## YOUR GOAL:
In the text on vertex maximal-clique sizes, which of the six real-world networks has a maximal-clique size distribution that is not well described by a Poisson-type law?

━━━ READING TEXT ━━━

The experimental work is divided into two parts.

  1. Synthetic small‑world evolution – Using the Watts‑Strogatz model, the authors start from a regular ring lattice and gradually rewire edges with probability p, thereby moving the network from a regular structure through a small‑world regime to a random graph. For each p‑value they compute the distribution of vertex maximal‑clique sizes. The results show three distinct regimes:

    • Regular (p≈0) – Almost all vertices belong to tiny cliques (size 3–4); the distribution is sharply peaked at a low value.
    • Small‑world (0 < p ≲ 0.1) – The average clustering coefficient remains high while the average path length drops. In this window the vertex maximal‑clique size is essentially invariant and coincides with the global maximum‑clique size; the distribution collapses to a narrow spike.
    • Random (p ≳ 0.3) – The mean maximal‑clique size declines, the variance grows, and the histogram closely follows a Poisson‑like shape. This reflects the well‑known fact that random graphs contain only small, sparsely distributed cliques and that the size of the largest clique behaves like an extreme‑value of independent Bernoulli trials.
  2. Real‑world networks – Six empirical graphs are examined: an Erdős‑Rényi random graph, an Internet autonomous‑system (AS) network, a Facebook social network, a disease‑transmission (cholera) contact network, a protein‑protein interaction (PPI) network, and a power‑grid network. For five of the six graphs the vertex maximal‑clique size distribution is again well described by a Poisson‑type law, with means typically between 4 and 6. The outlier is the PPI network, whose distribution has a heavier tail and resembles a log‑normal shape; this is attributed to the presence of high‑degree hub proteins that can belong to unusually large cliques.

Beyond distributional analysis, the authors explore relationships with two classic local metrics:

  • Clustering coefficient – Pearson correlations between vertex maximal‑clique size and local clustering range from 0.2 to 0.4 in most networks, indicating a modest positive association but also confirming that the two measures capture distinct aspects of local density.

  • Degree – Correlations between degree and maximal‑clique size vary widely. In random and power‑grid graphs the correlation is moderate (≈0.5), whereas in the Facebook and PPI networks it is weak (<0.1). This demonstrates that high degree does not guarantee membership in a large clique, especially in scale‑free or community‑rich structures.

━━━ DATA SHOWN ━━━

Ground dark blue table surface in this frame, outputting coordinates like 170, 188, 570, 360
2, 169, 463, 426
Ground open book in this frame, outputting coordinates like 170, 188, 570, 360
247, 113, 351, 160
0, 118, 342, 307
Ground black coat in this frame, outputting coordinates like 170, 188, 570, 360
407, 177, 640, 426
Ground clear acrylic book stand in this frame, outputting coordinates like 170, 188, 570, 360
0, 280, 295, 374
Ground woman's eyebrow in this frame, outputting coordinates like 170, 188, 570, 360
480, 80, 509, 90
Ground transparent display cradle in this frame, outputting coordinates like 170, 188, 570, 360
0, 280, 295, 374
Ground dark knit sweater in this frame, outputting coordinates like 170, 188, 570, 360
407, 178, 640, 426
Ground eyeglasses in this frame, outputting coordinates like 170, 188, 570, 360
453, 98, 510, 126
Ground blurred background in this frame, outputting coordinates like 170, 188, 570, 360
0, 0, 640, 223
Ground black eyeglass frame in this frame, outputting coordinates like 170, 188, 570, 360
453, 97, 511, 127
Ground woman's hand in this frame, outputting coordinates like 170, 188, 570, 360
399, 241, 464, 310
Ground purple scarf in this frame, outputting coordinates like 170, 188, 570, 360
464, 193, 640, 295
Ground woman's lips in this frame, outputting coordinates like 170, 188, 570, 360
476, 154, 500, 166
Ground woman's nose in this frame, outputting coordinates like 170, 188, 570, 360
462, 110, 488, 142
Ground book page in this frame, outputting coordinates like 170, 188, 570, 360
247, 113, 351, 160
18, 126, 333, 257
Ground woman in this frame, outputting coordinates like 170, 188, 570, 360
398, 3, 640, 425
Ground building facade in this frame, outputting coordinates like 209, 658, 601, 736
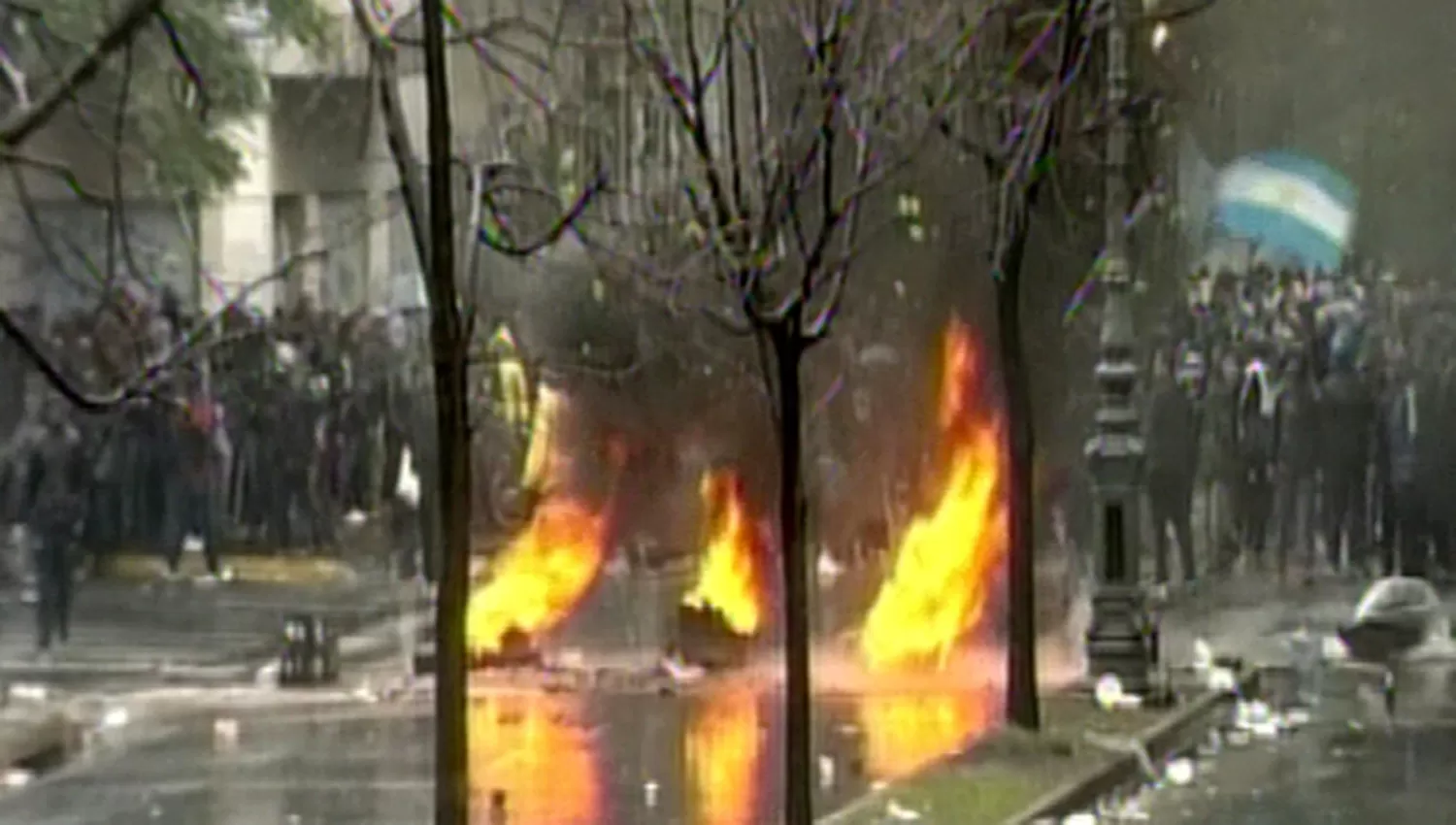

━━━

## EXERCISE SOLUTION:
The protein-protein interaction (PPI) network.